## Description of the task:
Edit the data from the line that has "Circle every price" through the line that has "xmin=0 ymin=190 xmax=198 ymax=376": give these lines again with "price label" replaced by "price tag" and nothing else altered.

## Supplied material:

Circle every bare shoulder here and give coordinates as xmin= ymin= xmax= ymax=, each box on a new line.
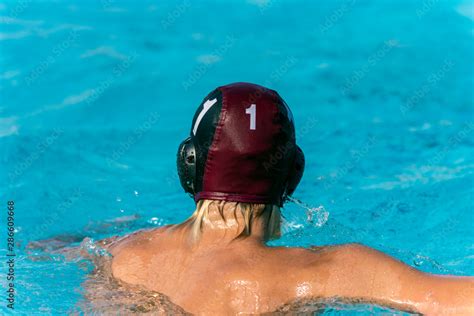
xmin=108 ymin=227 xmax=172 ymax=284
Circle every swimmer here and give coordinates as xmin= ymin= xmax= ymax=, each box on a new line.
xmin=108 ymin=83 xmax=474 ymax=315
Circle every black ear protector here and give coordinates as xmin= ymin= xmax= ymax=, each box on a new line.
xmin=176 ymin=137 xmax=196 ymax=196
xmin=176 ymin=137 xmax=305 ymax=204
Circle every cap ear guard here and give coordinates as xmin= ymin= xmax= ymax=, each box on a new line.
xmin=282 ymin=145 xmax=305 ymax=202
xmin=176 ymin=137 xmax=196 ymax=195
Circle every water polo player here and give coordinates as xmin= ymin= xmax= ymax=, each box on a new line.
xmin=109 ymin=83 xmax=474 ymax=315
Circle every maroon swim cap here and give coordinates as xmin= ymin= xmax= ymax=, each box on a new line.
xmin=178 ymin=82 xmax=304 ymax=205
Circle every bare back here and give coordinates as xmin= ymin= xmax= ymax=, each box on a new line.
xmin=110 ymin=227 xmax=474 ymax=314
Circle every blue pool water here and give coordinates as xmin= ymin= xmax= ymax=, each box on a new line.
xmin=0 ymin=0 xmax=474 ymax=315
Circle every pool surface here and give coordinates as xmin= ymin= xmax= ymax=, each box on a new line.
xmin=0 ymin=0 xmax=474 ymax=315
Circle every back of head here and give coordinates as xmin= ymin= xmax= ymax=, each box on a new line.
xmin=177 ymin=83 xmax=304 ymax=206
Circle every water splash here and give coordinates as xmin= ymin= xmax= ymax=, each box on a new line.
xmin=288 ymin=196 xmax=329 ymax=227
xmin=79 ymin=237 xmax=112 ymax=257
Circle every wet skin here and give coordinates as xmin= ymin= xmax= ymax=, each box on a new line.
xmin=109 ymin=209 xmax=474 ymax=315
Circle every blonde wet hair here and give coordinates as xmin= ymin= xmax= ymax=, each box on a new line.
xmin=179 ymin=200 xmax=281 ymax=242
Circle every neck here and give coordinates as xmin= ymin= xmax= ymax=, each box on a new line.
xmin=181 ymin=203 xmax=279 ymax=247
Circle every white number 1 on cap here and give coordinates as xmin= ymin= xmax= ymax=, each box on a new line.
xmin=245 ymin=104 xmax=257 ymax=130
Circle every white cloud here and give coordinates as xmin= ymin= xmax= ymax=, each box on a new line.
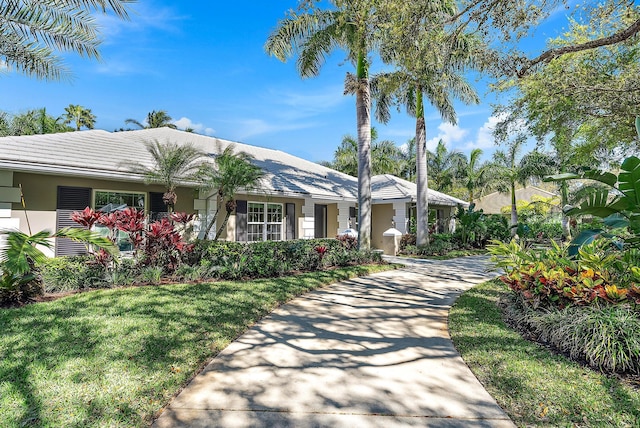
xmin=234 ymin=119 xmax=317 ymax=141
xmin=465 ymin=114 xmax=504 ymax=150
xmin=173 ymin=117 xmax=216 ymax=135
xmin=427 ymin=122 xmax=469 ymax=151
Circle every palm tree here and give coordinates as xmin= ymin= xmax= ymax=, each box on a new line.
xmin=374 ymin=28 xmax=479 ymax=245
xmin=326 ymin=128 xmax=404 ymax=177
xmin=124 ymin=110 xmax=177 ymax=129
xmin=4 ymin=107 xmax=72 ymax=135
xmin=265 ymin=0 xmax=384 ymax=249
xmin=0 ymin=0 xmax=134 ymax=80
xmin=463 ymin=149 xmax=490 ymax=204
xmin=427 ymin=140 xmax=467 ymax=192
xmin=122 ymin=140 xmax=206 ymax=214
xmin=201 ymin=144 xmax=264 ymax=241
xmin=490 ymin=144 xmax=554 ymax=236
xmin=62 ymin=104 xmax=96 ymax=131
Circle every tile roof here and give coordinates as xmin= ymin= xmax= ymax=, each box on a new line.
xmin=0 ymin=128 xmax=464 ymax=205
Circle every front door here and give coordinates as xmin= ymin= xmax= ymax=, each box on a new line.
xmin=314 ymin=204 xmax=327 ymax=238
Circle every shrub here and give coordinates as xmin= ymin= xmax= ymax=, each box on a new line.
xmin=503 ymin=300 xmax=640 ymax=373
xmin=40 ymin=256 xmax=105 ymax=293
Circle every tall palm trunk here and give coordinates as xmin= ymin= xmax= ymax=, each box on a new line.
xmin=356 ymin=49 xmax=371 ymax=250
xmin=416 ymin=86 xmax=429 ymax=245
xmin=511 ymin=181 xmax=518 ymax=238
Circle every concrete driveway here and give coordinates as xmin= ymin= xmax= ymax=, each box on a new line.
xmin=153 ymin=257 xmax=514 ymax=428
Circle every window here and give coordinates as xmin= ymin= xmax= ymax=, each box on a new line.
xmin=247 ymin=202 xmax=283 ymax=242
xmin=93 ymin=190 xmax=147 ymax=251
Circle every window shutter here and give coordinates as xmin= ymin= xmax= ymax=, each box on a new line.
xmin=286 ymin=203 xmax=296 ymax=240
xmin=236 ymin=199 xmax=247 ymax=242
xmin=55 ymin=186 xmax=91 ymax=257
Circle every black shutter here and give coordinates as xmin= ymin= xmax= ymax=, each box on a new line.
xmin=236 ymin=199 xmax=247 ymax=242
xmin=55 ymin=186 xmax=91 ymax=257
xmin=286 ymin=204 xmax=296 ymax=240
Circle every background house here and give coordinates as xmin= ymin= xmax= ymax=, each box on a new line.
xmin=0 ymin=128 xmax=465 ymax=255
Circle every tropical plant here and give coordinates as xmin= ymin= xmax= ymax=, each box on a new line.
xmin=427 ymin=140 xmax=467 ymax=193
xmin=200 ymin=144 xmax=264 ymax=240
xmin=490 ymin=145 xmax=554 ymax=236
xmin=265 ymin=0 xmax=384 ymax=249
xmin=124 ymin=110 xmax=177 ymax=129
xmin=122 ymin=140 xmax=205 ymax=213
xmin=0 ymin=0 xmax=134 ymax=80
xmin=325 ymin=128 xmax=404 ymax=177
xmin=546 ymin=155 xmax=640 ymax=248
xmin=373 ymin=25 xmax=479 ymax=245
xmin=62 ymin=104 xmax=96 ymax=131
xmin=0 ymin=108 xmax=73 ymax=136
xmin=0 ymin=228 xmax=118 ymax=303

* * *

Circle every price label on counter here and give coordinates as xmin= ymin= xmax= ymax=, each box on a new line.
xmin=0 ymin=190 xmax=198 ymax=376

## Written answer:
Circle every price tag on counter here and give coordinates as xmin= ymin= xmax= ymax=, each box on a new line.
xmin=0 ymin=190 xmax=198 ymax=376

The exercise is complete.